STATED TASK 1
Shorten the paragraph of the Chattahoochee goats piece that begins "Many of the articles about the Chattahoochee goats" into a bulleted list that keeps its main facts.

The peaceful Chattahoochee River flows through Atlanta Georgia, a lovely and winding stripe of nature through the urban landscape. But for more than a decade it has been plagued by about the least likely blight you can imagine: the carcasses of headless goats, hundreds of them month after month, sometimes enough to congregate into jams. Where are they coming from? Who is doing this? Is it Satan worshippers, is it aliens, is it something we haven't imagined? Today we're going to find out.

A 2022 article in The New Yorker famously drew attention to this, and asked:

Hundreds of decapitated goat carcasses have turned up in the river that runs through metro Atlanta. Are they evidence of animal sacrifice? Drug smuggling? Both?

And sure enough, the article, and many others like it, paint a shocking picture: this beautiful river setting juxtaposed with the incongruous and horrifying image of bloated goat carcasses — decapitated, many covered with maggots — and found in such numbers that it's hard to think of any prosaic explanation for them. If it was a single sadistic animal torturer, he'd not only have to be busy night and day, but goats are not free; he'd have to have a crazy goat buying budget of thousands of dollars a day. Where could these goats be coming from?

Many of the articles about the Chattahoochee goats — the New Yorker's included — interview Jason Ulseth, who holds the title of riverkeeper, working for a nonprofit called the Waterkeeper Alliance. He boats up and down the river, and so has probably seen more of these goat carcasses than anyone else. On one day alone he counted 30. It's no mystery how they get into the river. People have caught cellphone video of drivers stopping on bridges over the river and dumping them, often several at a time. Over email I asked Ulseth what happens to the heads, and he says they get dumped too; but since they sink, they're not found as often as the bodies.

So who is doing this? One theory comes from the Georgia Bureau of Investigation, to whom Ulseth reports the goats he finds. Lots of illegal drugs come through Atlanta, much of it via Mexican drug cartels. Sometimes drug busts include not only vast amounts of drugs and cash, but sometimes Catholic paraphernalia — as if someone's hoping for the Pope's protection from the police — and also items associated with Santería, a Caribbean religion. If there is some connection between goats in the Chattahoochee and the local drug smuggling trade, that ought to give investigators a good place to start.

STATED TASK 2
Please locate each line of the records that holds the word "step", and copy those lines.

RAW RECORDS
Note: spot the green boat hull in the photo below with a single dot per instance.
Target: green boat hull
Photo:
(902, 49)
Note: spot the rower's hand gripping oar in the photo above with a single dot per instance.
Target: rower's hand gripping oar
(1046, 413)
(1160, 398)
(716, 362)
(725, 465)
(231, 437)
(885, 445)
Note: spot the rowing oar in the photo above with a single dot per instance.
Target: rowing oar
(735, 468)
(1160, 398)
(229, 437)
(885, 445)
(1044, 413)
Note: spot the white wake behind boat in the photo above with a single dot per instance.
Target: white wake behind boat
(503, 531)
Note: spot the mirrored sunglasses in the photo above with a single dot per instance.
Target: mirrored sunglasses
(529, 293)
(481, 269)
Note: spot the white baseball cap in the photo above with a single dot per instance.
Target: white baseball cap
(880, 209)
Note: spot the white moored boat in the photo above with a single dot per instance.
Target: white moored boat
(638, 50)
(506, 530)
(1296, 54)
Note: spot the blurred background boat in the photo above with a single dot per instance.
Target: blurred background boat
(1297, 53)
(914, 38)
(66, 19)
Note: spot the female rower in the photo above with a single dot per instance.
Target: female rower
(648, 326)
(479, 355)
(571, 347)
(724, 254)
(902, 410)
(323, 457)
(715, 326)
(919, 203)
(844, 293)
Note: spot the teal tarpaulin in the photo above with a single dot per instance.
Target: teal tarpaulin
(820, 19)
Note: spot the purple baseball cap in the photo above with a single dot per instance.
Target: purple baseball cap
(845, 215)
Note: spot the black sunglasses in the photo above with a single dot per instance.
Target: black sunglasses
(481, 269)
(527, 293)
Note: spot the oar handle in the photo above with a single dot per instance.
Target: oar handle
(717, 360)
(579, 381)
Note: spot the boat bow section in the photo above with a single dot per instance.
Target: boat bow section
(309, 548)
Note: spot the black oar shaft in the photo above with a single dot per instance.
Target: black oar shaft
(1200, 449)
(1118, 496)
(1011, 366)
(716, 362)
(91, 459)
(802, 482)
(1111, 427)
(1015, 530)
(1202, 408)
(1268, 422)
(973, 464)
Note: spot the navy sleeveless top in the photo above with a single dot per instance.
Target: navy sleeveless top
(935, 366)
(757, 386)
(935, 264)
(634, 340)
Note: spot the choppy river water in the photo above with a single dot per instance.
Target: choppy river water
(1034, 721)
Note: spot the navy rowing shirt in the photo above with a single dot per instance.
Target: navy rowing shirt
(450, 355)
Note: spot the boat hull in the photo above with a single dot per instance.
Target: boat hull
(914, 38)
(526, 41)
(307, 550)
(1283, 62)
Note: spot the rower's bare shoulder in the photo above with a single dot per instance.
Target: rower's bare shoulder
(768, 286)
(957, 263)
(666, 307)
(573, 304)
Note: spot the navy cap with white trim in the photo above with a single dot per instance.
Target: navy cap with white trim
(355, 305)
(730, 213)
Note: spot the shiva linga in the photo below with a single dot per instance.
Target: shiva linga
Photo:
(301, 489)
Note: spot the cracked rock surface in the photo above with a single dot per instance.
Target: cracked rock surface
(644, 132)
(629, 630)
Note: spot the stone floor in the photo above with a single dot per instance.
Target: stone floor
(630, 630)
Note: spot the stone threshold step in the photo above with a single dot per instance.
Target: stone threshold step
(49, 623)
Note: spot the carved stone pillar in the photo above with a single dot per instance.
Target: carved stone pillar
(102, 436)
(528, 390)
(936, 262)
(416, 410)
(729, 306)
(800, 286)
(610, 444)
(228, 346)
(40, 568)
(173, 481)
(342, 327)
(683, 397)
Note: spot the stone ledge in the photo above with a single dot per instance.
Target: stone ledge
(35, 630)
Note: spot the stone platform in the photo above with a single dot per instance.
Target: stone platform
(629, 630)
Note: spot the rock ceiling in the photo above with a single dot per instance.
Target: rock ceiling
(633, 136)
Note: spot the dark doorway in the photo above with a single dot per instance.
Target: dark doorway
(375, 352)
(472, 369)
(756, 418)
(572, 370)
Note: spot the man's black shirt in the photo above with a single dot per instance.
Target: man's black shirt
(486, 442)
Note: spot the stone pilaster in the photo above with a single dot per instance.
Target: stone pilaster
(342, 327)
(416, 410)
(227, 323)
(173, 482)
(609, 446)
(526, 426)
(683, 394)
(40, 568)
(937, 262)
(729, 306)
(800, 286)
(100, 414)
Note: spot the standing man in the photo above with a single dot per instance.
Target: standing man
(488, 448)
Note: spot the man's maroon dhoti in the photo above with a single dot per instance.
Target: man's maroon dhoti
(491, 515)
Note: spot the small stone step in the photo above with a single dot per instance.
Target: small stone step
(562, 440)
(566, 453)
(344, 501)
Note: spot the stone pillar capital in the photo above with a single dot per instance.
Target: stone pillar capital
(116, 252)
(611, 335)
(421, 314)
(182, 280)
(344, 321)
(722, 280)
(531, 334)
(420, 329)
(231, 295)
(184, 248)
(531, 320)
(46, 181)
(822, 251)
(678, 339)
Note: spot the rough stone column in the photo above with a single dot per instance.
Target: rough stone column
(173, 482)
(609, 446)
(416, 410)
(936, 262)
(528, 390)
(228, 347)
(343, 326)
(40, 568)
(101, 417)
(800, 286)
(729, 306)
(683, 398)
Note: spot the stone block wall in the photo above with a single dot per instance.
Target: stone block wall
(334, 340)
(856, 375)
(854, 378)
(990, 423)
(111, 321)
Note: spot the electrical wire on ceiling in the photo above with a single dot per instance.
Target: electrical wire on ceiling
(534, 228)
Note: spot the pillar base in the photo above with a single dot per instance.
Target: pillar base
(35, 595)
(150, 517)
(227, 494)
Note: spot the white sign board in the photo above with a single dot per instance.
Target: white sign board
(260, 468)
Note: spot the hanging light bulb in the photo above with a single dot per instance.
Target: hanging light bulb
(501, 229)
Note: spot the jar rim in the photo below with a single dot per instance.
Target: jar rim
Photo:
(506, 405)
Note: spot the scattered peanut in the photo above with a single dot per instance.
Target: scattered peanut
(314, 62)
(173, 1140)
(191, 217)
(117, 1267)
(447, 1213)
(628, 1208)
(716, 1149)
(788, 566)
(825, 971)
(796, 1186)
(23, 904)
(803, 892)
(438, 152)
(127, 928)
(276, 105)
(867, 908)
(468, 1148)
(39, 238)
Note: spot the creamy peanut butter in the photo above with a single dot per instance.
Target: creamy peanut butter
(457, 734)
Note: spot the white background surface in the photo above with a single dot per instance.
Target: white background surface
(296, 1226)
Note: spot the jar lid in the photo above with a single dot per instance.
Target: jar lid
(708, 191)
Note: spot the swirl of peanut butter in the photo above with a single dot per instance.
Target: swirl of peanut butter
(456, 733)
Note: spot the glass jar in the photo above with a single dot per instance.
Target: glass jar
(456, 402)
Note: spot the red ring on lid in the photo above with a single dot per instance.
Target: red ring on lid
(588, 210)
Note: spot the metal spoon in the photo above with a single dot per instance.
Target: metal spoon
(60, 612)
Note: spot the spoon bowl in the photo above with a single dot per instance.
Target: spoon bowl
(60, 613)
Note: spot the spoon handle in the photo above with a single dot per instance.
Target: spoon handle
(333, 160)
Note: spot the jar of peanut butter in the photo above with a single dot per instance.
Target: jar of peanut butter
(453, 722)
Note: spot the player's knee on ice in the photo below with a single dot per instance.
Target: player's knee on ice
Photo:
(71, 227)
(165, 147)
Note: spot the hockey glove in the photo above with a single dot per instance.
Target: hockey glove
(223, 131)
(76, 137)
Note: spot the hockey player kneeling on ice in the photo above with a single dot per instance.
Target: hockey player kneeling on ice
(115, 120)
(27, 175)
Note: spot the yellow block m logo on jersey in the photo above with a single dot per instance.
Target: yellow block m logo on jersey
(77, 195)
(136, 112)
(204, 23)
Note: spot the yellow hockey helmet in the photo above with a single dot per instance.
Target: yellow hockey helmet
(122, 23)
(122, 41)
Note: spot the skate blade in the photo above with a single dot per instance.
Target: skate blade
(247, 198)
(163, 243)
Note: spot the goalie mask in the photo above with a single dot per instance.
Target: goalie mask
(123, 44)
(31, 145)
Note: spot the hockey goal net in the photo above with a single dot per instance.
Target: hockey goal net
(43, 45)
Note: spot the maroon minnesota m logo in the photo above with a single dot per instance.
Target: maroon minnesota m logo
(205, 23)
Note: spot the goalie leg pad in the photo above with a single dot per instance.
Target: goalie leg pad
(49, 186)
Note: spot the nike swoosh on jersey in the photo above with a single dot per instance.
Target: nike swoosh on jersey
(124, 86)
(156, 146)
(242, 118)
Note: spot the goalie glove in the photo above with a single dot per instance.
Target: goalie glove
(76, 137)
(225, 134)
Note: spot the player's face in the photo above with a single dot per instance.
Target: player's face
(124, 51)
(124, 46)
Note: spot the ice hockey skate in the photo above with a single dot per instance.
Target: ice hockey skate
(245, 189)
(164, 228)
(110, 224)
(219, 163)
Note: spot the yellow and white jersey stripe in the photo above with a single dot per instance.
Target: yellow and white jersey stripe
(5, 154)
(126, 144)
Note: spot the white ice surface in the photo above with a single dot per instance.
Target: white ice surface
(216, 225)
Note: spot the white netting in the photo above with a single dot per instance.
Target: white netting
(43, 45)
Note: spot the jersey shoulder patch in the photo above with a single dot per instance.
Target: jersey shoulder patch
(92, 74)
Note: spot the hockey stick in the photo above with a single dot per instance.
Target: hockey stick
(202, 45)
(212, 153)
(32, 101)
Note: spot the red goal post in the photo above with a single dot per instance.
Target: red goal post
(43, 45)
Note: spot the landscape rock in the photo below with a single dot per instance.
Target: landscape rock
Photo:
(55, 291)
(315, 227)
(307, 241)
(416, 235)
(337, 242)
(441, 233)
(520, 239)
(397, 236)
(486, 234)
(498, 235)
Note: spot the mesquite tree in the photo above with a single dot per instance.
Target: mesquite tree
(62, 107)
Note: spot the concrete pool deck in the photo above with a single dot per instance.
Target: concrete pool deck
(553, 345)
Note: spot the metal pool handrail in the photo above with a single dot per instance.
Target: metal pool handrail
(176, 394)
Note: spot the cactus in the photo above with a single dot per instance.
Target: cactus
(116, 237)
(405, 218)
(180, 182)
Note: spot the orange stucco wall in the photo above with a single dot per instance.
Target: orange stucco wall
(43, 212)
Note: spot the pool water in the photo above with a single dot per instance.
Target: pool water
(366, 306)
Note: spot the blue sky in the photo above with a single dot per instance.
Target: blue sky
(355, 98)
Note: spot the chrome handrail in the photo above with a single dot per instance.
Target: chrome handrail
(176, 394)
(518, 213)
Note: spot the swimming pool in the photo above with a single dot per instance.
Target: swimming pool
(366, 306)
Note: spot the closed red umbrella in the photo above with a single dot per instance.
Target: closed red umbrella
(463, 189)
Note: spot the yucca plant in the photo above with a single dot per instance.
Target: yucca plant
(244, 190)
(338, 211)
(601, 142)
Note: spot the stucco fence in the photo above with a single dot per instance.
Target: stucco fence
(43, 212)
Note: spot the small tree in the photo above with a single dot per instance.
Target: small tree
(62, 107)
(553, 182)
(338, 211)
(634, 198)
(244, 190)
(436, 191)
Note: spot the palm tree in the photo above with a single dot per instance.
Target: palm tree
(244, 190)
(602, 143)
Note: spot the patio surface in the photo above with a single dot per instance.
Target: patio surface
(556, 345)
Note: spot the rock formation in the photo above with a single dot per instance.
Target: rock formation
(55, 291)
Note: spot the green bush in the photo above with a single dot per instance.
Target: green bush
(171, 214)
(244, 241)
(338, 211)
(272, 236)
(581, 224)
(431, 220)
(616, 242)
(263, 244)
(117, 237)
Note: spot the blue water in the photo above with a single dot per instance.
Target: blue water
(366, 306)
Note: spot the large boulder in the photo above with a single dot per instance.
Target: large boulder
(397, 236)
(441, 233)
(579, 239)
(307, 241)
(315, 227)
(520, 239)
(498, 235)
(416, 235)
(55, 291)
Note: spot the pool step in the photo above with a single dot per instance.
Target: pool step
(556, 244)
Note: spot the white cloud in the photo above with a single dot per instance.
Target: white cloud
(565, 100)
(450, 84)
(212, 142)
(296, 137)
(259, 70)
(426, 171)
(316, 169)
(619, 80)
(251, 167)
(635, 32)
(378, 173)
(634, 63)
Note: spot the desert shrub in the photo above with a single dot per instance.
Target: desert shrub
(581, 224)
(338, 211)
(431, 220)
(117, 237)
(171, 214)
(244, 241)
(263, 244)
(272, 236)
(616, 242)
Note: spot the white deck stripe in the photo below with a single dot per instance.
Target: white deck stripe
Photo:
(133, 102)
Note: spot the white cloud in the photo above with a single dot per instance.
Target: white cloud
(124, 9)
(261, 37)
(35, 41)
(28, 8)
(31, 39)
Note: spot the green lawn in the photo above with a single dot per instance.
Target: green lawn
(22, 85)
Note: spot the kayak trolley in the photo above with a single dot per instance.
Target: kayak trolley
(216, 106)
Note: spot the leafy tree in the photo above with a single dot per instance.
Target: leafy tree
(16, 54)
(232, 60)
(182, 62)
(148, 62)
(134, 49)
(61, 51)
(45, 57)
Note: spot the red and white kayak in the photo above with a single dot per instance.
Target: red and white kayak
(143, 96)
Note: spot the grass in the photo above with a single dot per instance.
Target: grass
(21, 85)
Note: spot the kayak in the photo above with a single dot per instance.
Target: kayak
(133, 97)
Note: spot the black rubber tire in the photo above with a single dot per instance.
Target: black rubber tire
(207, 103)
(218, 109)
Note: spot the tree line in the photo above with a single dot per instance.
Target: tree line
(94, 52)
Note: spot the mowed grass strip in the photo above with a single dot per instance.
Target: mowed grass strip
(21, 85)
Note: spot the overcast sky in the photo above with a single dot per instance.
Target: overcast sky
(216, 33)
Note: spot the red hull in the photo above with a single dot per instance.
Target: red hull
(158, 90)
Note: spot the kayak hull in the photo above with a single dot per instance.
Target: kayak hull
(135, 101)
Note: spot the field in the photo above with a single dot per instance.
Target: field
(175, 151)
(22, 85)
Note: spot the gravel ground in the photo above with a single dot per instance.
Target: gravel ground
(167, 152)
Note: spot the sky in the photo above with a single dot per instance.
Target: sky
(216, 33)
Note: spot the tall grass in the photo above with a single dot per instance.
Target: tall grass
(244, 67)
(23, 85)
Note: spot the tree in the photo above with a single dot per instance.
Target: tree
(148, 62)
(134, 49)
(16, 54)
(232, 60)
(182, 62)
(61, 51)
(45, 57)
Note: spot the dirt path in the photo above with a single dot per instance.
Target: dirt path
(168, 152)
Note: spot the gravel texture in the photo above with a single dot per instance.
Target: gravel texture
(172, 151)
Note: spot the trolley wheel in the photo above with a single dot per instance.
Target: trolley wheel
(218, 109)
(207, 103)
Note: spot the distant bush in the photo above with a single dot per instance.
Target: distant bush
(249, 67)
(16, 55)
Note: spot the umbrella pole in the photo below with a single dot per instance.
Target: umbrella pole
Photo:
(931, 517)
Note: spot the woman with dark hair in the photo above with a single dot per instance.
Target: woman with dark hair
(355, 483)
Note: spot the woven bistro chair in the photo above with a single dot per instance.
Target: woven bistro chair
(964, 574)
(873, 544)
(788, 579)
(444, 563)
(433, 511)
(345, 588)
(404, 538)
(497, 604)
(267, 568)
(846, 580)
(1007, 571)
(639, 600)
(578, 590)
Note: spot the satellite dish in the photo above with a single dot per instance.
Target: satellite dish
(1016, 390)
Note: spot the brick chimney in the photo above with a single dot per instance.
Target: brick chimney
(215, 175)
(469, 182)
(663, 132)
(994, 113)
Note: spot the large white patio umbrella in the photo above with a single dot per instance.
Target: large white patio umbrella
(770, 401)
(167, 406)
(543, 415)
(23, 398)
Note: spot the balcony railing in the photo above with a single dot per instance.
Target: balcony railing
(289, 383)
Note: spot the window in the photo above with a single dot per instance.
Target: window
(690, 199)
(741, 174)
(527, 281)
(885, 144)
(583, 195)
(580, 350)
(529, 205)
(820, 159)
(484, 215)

REPLY 1
- Jason Ulseth, the riverkeeper for the nonprofit Waterkeeper Alliance, is interviewed in many articles on the goats, including the New Yorker's.
- He boats up and down the river and has probably seen more of the carcasses than anyone else, once counting 30 in a single day.
- Cellphone videos show drivers stopping on bridges and dumping the goats into the river, often several at once.
- Ulseth said over email that the heads are dumped as well, but they sink, so they turn up less often than the bodies.

REPLY 2
Note: spot the stone threshold step in the photo above with a single dot per instance.
Target: stone threshold step
Note: spot the small stone step in the photo above with a single dot per instance.
Target: small stone step
Note: spot the pool step in the photo above with a single dot per instance.
Target: pool step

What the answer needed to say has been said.